**Given text**

--------

September 17th, 2011

Second Trapping Adventure

So I’m combining a little internet humor* (meme) with some falconry adventures today in order to warn all the hawks out there that I’m looking for YOU. Specifically, I’m looking for a large immature female Red-Tailed Hawk.  I’ve been out for three trapping adventures so far with little success.  4 adults sighted and no immys for the first adventure;  12 hawks sighted on the second attempt with two birds trapped.  The night was looking like a success until the weigh-in occurred. There is a special hawk out there, the one that will be my partner for the next 6 months at least.

Trapping is quite simply the process of capturing a wild hawk for use in falconry. It involves a special trap**, a live bait animal, and some additional equipment for caring for the freshly trapped raptor.  It also involves lots of driving.  You drive around until you see a hawk that you can trap, and then you try to figure out the best way to present the trap to the raptor so she can see it, and then you are potentially waiting (long periods) for them to hit the trap.  Just as long as you don’t ‘bump’ them off of their perch.

Once you trap the hawk there are a few things to take care of; mainly, immobilize the bird so it doesn’t hurt you or itself.  Grab the feet with gloves on, throw a towel over the bird so that she can’t see what’s going on. Then hood the bird as soon as possible.  Unhook the nooses off the hawk feet carefully, this is where an injury can occur so sometimes it’s a good idea to simply cut the nooses off the feet.  You’ll then have to re-noose your trap at the end of the day.  It’s also a good idea to apply some ‘poultry-dust’ to a bird to get rid of parasites and insects.  Tape up the feet with stretchy co-flex tape and then slide a sock over the bird to keep its wings under control.  Once you’ve done these things you have a bird that looks like the picture below.  You are now ready to get weight.   Carefully place your bird on a scale and get some weight. Now it’s important to examine the bird for any other injuries, diseases, condition of the feet, or issues that would prevent this bird from making a good falconry hawk. So, you’ve got a decision to make; will you keep the bird or let it go and look for a bigger one?  It’s a tough call for sure; you’ve been driving around for hours and this is the first Immy you’ve seen, let alone been able to trap one.  My favorite part is letting the bird go after undoing all the dressings and the hood.  You’ve given the bird a little help with the poultry dust and it’s great to watch them fly back to their home.  Very satisfying to me.

 

Drop a comment on this article if you think I missed some important details or would like to share your hawk trapping adventures!

*Ackbar trap graphic borrowed randomly from the ‘net.

** Detailed hawk trap pictures or construction plans are not found here due to trade secret reasons.

--------

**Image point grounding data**
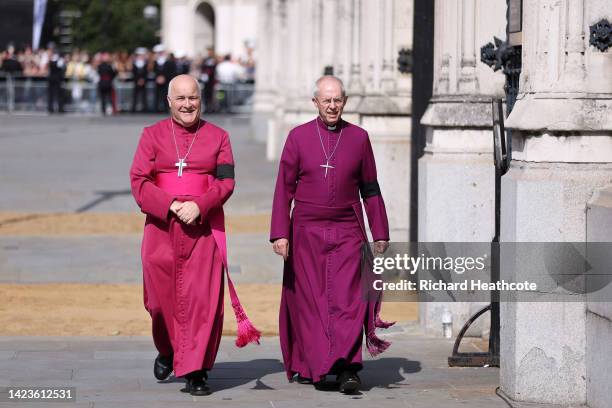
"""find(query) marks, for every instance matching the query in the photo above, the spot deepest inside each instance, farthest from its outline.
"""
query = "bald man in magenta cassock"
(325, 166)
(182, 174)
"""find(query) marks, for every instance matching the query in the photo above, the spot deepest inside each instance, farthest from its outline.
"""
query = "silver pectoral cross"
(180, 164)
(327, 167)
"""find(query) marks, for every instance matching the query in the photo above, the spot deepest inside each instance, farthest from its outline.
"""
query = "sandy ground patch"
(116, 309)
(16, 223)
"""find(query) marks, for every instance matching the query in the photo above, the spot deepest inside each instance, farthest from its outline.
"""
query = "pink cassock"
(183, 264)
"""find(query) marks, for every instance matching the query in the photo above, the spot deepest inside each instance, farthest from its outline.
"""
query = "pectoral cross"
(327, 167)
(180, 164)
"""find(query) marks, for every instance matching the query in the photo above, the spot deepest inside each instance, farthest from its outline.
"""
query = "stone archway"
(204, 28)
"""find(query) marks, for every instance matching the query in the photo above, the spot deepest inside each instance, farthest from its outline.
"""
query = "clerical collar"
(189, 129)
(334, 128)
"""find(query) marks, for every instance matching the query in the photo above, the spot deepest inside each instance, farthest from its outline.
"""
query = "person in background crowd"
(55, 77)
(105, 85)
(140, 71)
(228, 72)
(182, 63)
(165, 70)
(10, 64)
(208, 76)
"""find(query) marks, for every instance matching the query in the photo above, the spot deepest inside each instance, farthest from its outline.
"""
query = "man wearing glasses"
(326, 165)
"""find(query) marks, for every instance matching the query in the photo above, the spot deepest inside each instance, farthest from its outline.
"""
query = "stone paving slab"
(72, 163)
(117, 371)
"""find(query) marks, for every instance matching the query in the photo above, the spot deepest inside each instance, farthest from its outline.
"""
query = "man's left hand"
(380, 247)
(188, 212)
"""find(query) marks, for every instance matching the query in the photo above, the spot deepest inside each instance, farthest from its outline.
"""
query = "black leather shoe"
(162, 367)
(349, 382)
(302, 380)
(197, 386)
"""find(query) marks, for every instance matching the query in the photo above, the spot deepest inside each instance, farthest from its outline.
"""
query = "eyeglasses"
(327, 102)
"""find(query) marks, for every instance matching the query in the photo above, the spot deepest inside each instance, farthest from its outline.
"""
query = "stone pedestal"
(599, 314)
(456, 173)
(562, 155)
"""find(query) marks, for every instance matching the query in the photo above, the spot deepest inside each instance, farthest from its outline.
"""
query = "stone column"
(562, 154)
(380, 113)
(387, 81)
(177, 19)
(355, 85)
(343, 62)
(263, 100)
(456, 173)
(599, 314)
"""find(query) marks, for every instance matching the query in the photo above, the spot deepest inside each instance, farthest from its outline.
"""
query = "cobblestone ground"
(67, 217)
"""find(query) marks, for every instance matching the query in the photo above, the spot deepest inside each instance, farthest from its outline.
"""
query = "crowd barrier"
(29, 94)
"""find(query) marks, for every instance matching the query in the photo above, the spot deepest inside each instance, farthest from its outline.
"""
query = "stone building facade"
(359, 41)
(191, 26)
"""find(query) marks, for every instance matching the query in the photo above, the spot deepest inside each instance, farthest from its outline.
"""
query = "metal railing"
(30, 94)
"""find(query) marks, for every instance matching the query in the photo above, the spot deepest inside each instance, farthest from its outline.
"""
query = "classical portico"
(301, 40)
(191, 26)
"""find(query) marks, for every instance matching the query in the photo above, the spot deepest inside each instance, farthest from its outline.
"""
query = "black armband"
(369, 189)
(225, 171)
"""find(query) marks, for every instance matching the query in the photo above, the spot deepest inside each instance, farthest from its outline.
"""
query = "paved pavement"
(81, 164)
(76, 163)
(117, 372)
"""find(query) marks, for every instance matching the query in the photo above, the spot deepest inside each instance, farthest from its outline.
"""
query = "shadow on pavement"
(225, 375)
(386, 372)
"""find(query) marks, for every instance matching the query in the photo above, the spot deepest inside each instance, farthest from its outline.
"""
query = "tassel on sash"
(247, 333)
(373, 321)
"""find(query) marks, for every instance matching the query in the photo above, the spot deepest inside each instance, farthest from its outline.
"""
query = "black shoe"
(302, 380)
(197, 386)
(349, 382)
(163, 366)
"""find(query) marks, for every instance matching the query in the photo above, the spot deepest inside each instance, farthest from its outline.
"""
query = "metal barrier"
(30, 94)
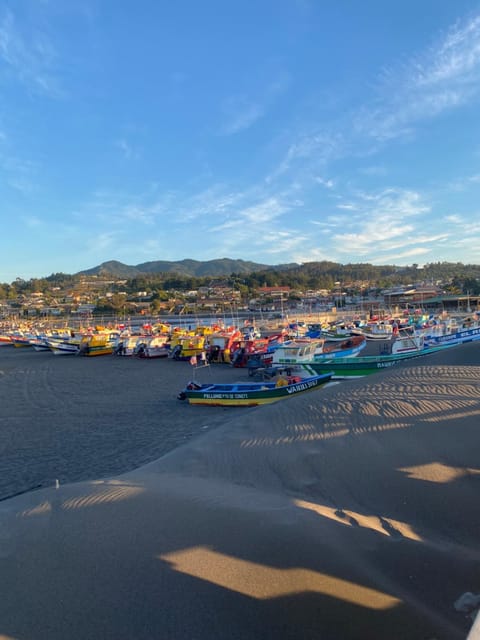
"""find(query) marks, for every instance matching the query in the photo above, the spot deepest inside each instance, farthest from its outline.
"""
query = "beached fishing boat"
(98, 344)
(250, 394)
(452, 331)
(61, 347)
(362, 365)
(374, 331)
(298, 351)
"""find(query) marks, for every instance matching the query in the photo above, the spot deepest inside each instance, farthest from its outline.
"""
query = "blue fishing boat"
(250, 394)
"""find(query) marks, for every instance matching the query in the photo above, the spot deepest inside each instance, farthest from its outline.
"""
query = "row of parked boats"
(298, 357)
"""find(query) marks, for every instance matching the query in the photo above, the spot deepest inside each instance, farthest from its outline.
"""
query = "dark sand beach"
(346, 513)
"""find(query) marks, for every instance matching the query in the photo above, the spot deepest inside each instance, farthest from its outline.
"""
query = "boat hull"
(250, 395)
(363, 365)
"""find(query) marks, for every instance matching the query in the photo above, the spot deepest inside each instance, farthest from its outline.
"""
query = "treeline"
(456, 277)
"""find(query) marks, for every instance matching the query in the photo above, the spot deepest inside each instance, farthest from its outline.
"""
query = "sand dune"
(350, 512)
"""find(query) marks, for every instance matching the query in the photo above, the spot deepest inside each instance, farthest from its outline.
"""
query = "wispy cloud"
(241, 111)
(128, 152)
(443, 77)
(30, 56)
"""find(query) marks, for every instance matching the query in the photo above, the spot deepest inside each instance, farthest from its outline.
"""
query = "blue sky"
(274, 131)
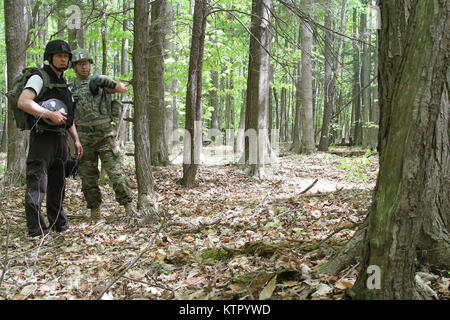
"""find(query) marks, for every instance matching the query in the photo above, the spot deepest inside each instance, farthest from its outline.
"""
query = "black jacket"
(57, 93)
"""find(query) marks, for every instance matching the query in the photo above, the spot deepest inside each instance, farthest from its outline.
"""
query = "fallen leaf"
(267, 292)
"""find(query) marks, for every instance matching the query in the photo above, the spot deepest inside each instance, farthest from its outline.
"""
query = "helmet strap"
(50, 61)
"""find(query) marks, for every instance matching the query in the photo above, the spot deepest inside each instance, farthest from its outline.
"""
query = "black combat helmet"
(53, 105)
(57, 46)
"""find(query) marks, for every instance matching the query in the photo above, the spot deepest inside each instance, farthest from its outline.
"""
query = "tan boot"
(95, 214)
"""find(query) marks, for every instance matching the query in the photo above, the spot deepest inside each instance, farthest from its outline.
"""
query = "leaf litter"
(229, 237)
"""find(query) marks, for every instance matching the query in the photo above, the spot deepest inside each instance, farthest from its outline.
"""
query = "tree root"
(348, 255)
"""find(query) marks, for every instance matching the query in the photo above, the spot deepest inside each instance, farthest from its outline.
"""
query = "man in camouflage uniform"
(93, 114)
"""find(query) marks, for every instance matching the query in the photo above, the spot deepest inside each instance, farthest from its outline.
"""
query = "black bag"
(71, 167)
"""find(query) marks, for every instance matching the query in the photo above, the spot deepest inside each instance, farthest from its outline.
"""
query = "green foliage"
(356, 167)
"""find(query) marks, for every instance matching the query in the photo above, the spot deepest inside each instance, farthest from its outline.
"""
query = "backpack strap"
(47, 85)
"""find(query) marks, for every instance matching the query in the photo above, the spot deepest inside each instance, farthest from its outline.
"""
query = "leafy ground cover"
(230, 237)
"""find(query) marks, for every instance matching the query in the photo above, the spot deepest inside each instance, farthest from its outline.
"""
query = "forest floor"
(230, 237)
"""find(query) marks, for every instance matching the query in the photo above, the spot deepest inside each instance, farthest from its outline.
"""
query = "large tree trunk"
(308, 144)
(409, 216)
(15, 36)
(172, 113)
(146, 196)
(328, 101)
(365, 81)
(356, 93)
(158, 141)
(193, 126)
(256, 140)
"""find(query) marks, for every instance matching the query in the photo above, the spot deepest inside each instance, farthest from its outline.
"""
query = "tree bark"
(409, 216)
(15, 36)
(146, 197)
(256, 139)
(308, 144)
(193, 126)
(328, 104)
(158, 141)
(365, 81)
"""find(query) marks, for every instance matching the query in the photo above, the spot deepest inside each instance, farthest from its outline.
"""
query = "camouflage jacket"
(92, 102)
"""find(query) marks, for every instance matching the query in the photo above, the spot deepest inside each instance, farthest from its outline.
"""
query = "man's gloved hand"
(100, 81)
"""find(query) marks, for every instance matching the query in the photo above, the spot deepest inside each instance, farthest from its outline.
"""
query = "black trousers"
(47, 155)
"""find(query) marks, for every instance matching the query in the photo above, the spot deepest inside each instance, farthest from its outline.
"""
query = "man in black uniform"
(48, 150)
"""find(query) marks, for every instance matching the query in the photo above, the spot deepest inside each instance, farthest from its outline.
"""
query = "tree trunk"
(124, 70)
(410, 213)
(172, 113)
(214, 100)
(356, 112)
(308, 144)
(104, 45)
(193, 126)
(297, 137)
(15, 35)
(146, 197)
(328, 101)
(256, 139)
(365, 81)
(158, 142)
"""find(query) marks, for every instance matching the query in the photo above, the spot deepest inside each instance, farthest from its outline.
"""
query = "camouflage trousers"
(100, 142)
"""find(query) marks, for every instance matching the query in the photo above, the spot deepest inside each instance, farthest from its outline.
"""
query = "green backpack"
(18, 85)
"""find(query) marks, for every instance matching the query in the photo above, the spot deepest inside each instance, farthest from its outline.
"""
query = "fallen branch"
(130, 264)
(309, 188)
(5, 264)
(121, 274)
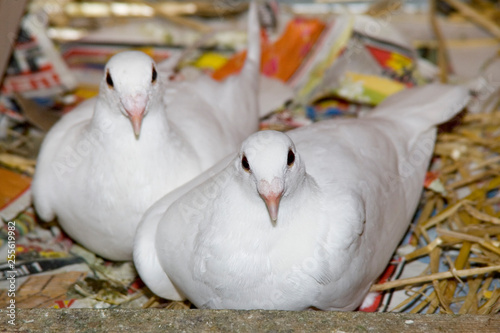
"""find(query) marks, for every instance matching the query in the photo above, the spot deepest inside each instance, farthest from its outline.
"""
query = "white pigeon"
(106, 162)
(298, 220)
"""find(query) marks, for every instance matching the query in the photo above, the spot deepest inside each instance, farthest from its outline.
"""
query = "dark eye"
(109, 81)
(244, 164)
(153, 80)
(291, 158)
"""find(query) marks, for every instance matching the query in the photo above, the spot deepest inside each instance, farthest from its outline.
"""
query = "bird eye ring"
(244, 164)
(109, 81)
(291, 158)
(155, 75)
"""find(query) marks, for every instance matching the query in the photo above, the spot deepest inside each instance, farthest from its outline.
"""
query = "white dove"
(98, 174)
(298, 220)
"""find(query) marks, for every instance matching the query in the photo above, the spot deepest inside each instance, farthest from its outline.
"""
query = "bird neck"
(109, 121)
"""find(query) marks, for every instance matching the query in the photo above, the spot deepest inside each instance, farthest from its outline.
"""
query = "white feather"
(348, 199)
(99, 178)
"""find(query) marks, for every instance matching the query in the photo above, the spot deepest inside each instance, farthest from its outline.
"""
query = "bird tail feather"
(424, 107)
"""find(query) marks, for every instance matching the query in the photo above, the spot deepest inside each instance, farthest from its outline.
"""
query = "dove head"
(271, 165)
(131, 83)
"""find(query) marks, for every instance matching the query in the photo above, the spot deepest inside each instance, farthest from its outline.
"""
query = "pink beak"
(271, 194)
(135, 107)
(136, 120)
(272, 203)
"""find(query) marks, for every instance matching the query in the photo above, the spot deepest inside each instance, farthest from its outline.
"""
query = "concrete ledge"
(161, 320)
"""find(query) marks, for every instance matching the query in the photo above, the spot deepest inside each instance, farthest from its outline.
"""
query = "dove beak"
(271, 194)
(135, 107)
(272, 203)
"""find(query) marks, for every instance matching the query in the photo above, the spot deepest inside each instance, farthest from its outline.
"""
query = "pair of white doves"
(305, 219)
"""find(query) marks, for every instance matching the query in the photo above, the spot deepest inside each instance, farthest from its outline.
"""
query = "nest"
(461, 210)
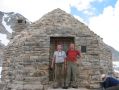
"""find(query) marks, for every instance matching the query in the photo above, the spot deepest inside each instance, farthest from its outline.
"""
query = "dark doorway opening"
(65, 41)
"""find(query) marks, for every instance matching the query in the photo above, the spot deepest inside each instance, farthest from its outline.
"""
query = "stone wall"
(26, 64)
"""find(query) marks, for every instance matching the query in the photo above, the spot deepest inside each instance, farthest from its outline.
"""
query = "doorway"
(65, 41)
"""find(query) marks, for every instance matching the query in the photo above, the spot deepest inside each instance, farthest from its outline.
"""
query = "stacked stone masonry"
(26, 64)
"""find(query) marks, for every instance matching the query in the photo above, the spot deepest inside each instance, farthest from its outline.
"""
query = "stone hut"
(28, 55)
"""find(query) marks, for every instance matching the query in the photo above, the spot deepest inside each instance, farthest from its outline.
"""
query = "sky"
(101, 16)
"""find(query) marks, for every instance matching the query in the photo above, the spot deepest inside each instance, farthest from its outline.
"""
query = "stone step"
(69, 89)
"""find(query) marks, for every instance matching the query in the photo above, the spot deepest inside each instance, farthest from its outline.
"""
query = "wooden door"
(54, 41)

--------

**Required actions**
a) Answer these questions about the trapping post:
(i) How many hawks were sighted on the second attempt?
(ii) What kind of tape is used on the hawk's feet?
(iii) Why does the trapping post leave out detailed hawk trap pictures and construction plans?
b) Please quote the trapping post from "Trapping is quite" up to and including "of their perch.".

**Answers to the exercise**
a)
(i) 12 hawks.
(ii) Stretchy co-flex tape.
(iii) For trade secret reasons.

b)
Trapping is quite simply the process of capturing a wild hawk for use in falconry. It involves a special trap**, a live bait animal, and some additional equipment for caring for the freshly trapped raptor.  It also involves lots of driving.  You drive around until you see a hawk that you can trap, and then you try to figure out the best way to present the trap to the raptor so she can see it, and then you are potentially waiting (long periods) for them to hit the trap.  Just as long as you don’t ‘bump’ them off of their perch.